• Brano proposto:
------------------------------
Questo ovviamente anche perché, se da una parte è difficile risalire a quel referente assente che è l’individuo animale, dall’altra siamo ancora totalmente immersi in un’ideologia specista e antropocentrica che potremmo definire di suprematismo dell’umano. Per cui, anche ammesso che si “riconosca” il pollo, il vitello, il maiale, il manzo, l’agnello, si continua a considerare irrilevante la sua uccisione. “Un sacrificio” laico che continua a rendersi necessario per soddisfare i capricci dell’umano in un perpetuarsi di menzogne sulla presunta necessità.
La nostra identità si è formata attraverso un gioco di opposizione continua tra noi e gli altri animali. Animali che dominiamo, che addomestichiamo, di cui mangiamo le carni. Abbiamo talmente introiettato questa opposizione ontologica che evidentemente la sola idea di dover rinunciare ad allevarli, dominarli, mangiarli ci fa temere di perdere la nostra identità.
------------------------------
• Dati forniti:

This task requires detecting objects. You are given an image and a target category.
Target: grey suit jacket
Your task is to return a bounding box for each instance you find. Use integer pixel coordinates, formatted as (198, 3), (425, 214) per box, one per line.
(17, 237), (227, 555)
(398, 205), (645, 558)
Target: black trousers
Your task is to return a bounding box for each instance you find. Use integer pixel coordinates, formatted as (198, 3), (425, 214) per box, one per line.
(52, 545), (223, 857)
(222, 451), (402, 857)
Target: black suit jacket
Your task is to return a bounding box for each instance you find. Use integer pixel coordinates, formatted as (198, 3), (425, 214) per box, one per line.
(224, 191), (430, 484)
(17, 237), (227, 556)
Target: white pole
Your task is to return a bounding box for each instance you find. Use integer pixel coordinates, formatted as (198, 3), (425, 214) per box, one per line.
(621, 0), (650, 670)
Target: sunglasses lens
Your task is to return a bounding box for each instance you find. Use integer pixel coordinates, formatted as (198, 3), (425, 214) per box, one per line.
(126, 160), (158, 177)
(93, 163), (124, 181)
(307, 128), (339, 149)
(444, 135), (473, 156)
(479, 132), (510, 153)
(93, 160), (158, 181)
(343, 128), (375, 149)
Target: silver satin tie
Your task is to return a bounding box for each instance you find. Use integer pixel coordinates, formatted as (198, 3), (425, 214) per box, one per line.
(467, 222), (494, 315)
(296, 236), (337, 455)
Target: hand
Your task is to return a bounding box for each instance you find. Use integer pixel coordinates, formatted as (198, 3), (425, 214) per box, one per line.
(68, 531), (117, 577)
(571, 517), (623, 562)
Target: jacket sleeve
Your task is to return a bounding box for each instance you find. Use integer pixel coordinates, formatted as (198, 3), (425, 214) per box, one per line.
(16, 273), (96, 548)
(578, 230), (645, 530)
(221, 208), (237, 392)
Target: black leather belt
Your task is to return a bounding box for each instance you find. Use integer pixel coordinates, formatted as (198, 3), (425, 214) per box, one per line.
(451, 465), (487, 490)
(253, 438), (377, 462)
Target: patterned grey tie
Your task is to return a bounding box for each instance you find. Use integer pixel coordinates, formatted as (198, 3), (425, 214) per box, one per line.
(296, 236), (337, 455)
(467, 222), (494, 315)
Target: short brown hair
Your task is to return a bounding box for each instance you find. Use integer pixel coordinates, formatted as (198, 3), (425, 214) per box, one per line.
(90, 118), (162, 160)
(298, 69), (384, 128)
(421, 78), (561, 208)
------------------------------
• Cosa fare:
[a] Stampa senza modifiche la parte del brano sul rapporto tra umani e altri animali che si apre con le parole contenenti "Questo ovviamente anche" e si chiude con "sulla presunta necessità.".
[b] Rispondi a queste domande sul brano sul rapporto tra umani e altri animali:
(i) Quali animali vengono nominati come quelli che si potrebbero "riconoscere"?
(ii) Con quale espressione viene definita l'ideologia in cui siamo ancora immersi?
(iii) Che cosa ci fa temere l'idea di dover rinunciare ad allevare, dominare e mangiare gli altri animali?
[c] Scrivi la parte successiva del brano sul rapporto tra umani e altri animali, riprendendo dopo la sua ultima frase.

• Soluzioni dell'esercizio:
[a]
Questo ovviamente anche perché, se da una parte è difficile risalire a quel referente assente che è l’individuo animale, dall’altra siamo ancora totalmente immersi in un’ideologia specista e antropocentrica che potremmo definire di suprematismo dell’umano. Per cui, anche ammesso che si “riconosca” il pollo, il vitello, il maiale, il manzo, l’agnello, si continua a considerare irrilevante la sua uccisione. “Un sacrificio” laico che continua a rendersi necessario per soddisfare i capricci dell’umano in un perpetuarsi di menzogne sulla presunta necessità.

[b]
(i) Il pollo, il vitello, il maiale, il manzo e l'agnello.
(ii) Suprematismo dell'umano.
(iii) Di perdere la nostra identità.

[c]
Oggi nuove sfide ci stanno facendo comprendere l’illusorietà del controllo sulla natura. Siamo animali vulnerabili e nessuna logica di dominio potrà renderci immortali o farci stare al sicuro.
Come scrive Rifkin sempre in Ecocidio: “I principi fondamentali dell’Illuminismo hanno spogliato la natura della propria vitalità e derubato le altre creature della propria essenza originale e del proprio valore intrinseco. Nel mondo moderno, freddo e calcolatore, abbiamo scambiato la salvezza eterna con l’interesse materiale personale, il rinnovamento con la convenienza, la capacità generativa con le quote di produzione.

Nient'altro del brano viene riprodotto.